The problem = Please reproduce every one of the entries below word for word, changing nothing.

Source data =

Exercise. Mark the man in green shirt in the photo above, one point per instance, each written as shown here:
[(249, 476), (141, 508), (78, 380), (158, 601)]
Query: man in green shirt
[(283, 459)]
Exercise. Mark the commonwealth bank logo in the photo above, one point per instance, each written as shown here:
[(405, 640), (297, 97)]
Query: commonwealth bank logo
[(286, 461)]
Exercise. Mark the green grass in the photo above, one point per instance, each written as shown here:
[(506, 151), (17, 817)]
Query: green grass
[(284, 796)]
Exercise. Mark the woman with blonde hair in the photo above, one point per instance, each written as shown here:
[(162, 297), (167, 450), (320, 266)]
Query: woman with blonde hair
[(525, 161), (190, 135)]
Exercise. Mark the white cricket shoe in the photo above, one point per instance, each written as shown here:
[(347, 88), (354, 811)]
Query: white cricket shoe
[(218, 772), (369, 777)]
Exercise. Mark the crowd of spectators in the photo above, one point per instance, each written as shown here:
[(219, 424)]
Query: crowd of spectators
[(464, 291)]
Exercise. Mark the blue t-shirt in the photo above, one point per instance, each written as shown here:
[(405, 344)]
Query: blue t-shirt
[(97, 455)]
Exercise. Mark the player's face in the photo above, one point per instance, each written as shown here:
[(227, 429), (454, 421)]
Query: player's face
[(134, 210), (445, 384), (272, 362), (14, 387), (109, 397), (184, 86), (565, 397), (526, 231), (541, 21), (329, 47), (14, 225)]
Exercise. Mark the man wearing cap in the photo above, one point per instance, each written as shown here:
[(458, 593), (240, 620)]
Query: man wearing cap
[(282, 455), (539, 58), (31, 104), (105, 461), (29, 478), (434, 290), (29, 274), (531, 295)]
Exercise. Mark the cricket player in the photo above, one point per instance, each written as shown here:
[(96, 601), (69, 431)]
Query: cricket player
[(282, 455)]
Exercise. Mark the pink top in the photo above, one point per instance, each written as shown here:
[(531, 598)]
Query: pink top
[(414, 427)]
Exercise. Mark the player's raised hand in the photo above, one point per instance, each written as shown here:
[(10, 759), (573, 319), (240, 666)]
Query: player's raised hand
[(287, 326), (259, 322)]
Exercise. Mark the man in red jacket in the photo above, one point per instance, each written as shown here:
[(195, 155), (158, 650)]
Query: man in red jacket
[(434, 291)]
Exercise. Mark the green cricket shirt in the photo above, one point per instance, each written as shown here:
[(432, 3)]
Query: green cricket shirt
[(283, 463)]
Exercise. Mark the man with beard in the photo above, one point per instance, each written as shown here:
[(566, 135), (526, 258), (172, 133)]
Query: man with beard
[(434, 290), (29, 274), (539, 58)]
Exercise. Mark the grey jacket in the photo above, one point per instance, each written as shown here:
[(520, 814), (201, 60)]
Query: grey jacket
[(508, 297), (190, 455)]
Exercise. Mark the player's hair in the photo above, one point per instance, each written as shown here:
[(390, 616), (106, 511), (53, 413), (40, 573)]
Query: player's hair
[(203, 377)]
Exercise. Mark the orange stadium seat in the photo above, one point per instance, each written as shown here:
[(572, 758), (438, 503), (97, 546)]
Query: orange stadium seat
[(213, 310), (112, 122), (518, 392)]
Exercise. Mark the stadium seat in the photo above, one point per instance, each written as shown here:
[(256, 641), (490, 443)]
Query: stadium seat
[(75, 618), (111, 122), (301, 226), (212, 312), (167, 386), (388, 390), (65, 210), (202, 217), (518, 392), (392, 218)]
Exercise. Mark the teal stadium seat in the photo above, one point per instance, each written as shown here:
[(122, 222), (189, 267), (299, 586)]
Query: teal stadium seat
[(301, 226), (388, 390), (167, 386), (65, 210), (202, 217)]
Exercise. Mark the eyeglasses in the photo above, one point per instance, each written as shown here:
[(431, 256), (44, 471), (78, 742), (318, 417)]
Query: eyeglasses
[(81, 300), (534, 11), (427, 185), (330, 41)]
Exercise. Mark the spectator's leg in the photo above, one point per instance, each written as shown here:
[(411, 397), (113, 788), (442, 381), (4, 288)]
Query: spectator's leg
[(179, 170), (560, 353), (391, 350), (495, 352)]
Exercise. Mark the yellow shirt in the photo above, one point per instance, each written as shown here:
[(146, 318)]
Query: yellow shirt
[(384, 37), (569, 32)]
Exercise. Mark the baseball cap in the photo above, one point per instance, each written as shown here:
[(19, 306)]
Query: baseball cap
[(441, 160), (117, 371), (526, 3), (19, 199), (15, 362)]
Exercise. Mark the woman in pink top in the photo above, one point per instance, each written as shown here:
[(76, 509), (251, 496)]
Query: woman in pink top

Correct output =
Exercise. Mark the man in green shirt in the photo above, one point per instance, each written as shown here:
[(249, 476), (141, 508), (78, 380), (158, 601)]
Query: man in green shirt
[(283, 459)]
Exercise. Mark the commonwealth bank logo in the photo above, one point per instance, each written as shown here:
[(405, 640), (297, 97)]
Query: commonwealth bank logo
[(286, 461)]
Exercise. Mark the green grass in the photo above, one point per instance, each written as shown here:
[(506, 151), (17, 817)]
Query: green grass
[(284, 796)]
Exercise. Mark the woman with blonde hair in the photo above, one point per instance, each written as shown here:
[(162, 297), (167, 450), (320, 266)]
Query: woman with blonde hair
[(525, 161), (190, 135)]
Exercise. Mark the white cricket shoe in the photo above, one point per instance, each written as shown here:
[(347, 88), (354, 811)]
Query: white cricket shoe
[(218, 772), (369, 777)]
Exercise. Mark the crowd of spectators in the photo above, one point per instance, each written as shown here:
[(219, 424)]
Query: crowd of spectators
[(464, 291)]
Exercise. Mark the blue t-shirt in the photo above, one point per instance, each written as shown here:
[(405, 344)]
Query: blue t-shirt
[(97, 455)]
Exercise. Mark the player's face in the photo above, one point per instance, each written as shown here:
[(227, 429), (454, 421)]
Query: player's face
[(134, 210), (445, 384), (272, 362), (14, 387), (109, 397), (184, 86), (565, 397), (526, 231), (541, 21), (329, 47), (14, 225)]
Exercise. Mark the man wearing cap in the photo above, one point per instance, each written as shown here:
[(458, 593), (240, 620)]
Query: man wearing cap
[(282, 455), (539, 58), (31, 104), (105, 461), (29, 478), (434, 290), (29, 274), (531, 295)]
Exercise. Mark the cricket player in the photo above, one point per instance, each written as shown here:
[(96, 601), (69, 431)]
Query: cricket player
[(282, 455)]
Exercise. Mark the pink top in the photo above, one point per instance, each written as shown here:
[(531, 598)]
Query: pink top
[(414, 427)]
Exercise. Mark the player's raised hand in the photo above, one point per instance, each written as shown here:
[(10, 759), (573, 319), (240, 666)]
Query: player's raised hand
[(287, 326), (259, 322)]
Exercise. Mark the man in red jacket in the photo above, one point per instance, each written as shown here:
[(195, 155), (158, 650)]
Query: man in red jacket
[(434, 291)]
Exercise. Mark the green cricket shirt in the photo above, one point per instance, each written as shown here:
[(432, 3)]
Query: green cricket shirt
[(283, 463)]
Exercise. Mark the man with beard in the photo above, one point per instance, each written as shown here:
[(566, 135), (526, 258), (172, 133)]
Query: man with beard
[(434, 290), (29, 274), (539, 58)]
Exercise. Mark the grey jacket in the photo above, one point per instance, each written as shown here:
[(520, 814), (201, 60)]
Query: grey jacket
[(508, 297), (190, 455)]
Exercise. Mark the player's hair in the photo above, one point per instance, each written as shown here:
[(390, 616), (106, 511), (53, 413), (40, 573)]
Query: player's hair
[(203, 377)]
Exercise. Mark the orange stadium seat in the photo above, one point per instance, each written as shown here:
[(572, 758), (438, 503), (97, 546)]
Query: orange stadium seat
[(213, 310), (112, 122), (518, 392)]
Exercise. Mark the stadium seat in the photo above, one point per instance, each written as shown here:
[(256, 641), (490, 443)]
Query: stadium seat
[(75, 618), (111, 122), (301, 226), (212, 312), (167, 386), (388, 390), (65, 210), (202, 217), (518, 392), (392, 218)]
Exercise. Mark the teal stadium seat in the photo above, one point per instance, each written as shown here:
[(122, 222), (189, 267), (299, 586)]
Query: teal stadium seat
[(301, 226), (388, 390), (167, 386), (65, 210), (202, 217)]
Exercise. Mark the eyeglasses in the photo above, one point per instance, each written as shown here:
[(431, 256), (44, 471), (78, 742), (318, 417)]
Query: eyeglasses
[(81, 300), (534, 11), (427, 185), (330, 41)]
Exercise. Mark the spectator's leg in the photo above, one point per instance, each written as shown here:
[(411, 397), (113, 788), (442, 381), (4, 288)]
Query: spectator's leg
[(179, 170), (560, 353), (391, 350), (495, 352)]
Exercise. Mark the yellow shirt in the photo above, one point per instance, each written as shown here:
[(146, 318)]
Query: yellow shirt
[(384, 37), (569, 32)]
Exercise. Mark the baseball cap in the photo above, one point per instance, each written as shown here:
[(19, 306)]
Query: baseball cap
[(441, 160), (117, 371), (526, 3), (19, 199), (15, 362)]
Exercise. Mark the woman in pink top in the photo above, one point per instance, each written as shown here:
[(76, 509), (251, 496)]
Query: woman in pink top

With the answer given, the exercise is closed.